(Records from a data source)
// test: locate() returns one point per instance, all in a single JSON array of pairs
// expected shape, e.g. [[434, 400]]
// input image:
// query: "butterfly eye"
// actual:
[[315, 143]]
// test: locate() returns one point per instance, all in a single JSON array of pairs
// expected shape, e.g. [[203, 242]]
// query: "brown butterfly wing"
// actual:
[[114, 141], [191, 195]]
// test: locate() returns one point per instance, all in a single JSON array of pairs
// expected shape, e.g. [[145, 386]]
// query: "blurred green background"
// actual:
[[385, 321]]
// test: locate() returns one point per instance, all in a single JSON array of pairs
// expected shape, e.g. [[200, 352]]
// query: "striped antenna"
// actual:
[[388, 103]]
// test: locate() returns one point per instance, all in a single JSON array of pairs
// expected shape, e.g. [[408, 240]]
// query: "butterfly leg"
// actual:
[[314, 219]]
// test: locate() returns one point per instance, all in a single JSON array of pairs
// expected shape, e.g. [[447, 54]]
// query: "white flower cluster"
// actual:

• **Your instructions**
Format every line of the records above as a numbered list, omitting any blank lines.

• **Output below**
1. // test: locate() returns one point per instance, all in a single JSON array of pairs
2. // expected shape, e.g. [[434, 400]]
3. // input image:
4. // query: "butterfly eye"
5. // actual:
6. [[315, 143]]
7. // test: locate() returns one point per instance, all in a single JSON array of pairs
8. // expected shape, e.g. [[203, 242]]
9. // query: "brown butterfly wing"
10. // actual:
11. [[114, 141], [191, 195]]
12. // test: locate() returns one point per instance, all in a single JSON array of pairs
13. // expected shape, e.g. [[145, 386]]
14. // query: "blurred green background"
15. // actual:
16. [[385, 321]]
17. // test: locate() returns one point per instance, all in a single JSON array of pairs
18. // expected shape, e.g. [[200, 352]]
19. // query: "striped antenna"
20. // actual:
21. [[388, 103]]
22. // test: locate() returns one point per instance, all in a single JSON array of pairs
23. // expected shape, e.g. [[408, 240]]
24. // query: "butterfly leg"
25. // actual:
26. [[314, 219]]
27. // test: locate() returns one point per instance, all in a single JSON array of pairs
28. // expected shape, e.g. [[447, 54]]
29. // query: "white flower cluster"
30. // actual:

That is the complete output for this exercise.